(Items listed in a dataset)
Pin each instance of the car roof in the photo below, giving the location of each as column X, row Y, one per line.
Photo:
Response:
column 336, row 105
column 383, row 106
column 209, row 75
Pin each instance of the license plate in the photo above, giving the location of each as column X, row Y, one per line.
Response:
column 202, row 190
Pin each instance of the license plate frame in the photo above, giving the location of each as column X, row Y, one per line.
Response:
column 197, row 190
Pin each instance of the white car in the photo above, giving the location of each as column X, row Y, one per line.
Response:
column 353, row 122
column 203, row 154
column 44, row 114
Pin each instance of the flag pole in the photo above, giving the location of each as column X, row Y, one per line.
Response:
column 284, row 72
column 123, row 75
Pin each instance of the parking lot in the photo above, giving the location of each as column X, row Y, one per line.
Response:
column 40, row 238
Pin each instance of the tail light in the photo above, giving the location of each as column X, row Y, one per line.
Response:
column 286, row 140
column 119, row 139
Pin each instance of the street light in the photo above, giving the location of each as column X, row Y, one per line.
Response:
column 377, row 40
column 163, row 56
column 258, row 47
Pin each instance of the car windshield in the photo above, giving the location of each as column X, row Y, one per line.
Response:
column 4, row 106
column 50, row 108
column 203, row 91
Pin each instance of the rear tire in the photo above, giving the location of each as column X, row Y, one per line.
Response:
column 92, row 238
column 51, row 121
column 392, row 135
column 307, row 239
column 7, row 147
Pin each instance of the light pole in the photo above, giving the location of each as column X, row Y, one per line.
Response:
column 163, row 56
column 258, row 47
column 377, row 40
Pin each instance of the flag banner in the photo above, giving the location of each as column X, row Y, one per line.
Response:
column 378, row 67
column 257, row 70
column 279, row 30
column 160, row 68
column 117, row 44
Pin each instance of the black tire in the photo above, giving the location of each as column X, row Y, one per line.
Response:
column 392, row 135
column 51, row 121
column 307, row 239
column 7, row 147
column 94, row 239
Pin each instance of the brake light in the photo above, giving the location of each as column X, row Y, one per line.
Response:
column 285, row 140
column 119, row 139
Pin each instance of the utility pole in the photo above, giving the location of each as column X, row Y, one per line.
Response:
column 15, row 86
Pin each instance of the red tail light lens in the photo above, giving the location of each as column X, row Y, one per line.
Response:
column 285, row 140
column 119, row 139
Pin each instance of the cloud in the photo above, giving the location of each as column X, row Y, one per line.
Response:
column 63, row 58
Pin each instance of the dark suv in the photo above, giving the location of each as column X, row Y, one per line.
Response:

[WRITTEN REQUEST]:
Extract every one of the items above and copy each line word for word, keeping the original order.

[TASK SOLUTION]:
Pin each instance of the car roof in the photo below, giving the location of each as column X, row Y, one per line.
Photo:
Response:
column 336, row 105
column 383, row 106
column 209, row 75
Pin each instance of the license plate in the photo above, giving the location of each as column X, row Y, one per line.
Response:
column 202, row 190
Pin each instance of the license plate frame in the photo above, giving the location of each as column X, row Y, one per line.
Response:
column 197, row 190
Pin each instance of the white car in the photo above, giving the location of each as column X, row Y, one per line.
Response:
column 353, row 122
column 203, row 154
column 44, row 114
Pin each instance of the flag pole in the photo above, giving the location of each as column X, row Y, one per line.
Response:
column 284, row 72
column 123, row 75
Pin each instance of the parking lot in the photo above, giving the location of each as column X, row Y, one per line.
Response:
column 40, row 238
Pin each instance of the tail light in the photo above, giving the location of each as column X, row Y, one per line.
Response:
column 286, row 140
column 119, row 139
Pin each instance of the street light in the photo above, giving the location of each as column X, row Y, one per line.
Response:
column 377, row 40
column 163, row 56
column 258, row 47
Pin each instance of the car windshield in the photo above, giving the location of each as column X, row Y, one per line.
Response:
column 4, row 106
column 50, row 108
column 203, row 91
Pin each instance of the rear tire in the photo above, giving the location of each as column X, row Y, one per line.
Response:
column 92, row 238
column 51, row 121
column 392, row 135
column 307, row 239
column 7, row 147
Pin each instance of the light pole in the photo above, giving the location of each as column X, row Y, one per line.
Response:
column 163, row 56
column 258, row 47
column 377, row 40
Pin each instance of the flag banner in the photo above, giving the location of each as column X, row Y, one per line.
Response:
column 378, row 67
column 257, row 70
column 279, row 30
column 160, row 68
column 117, row 44
Pin each instance of the black tire in the photo above, giving the location of each as column X, row Y, one per line.
Response:
column 392, row 135
column 51, row 121
column 307, row 239
column 7, row 147
column 94, row 239
Pin each instance of the brake light in the photo above, giving the location of each as column X, row Y, one per line.
Response:
column 285, row 140
column 119, row 139
Pin each instance of the utility pole in the photo above, giving the location of each as column X, row Y, one per line.
Response:
column 15, row 86
Pin each instance of the red tail light lens in the photo above, giving the location of each as column X, row Y, one per line.
Response:
column 285, row 140
column 119, row 139
Pin each instance of the cloud in the photo above, giving the location of each as column X, row Y, one per line.
Response:
column 63, row 58
Pin each instance of the dark suv in the photo above, giving the location of each as column X, row Y, one per line.
Response:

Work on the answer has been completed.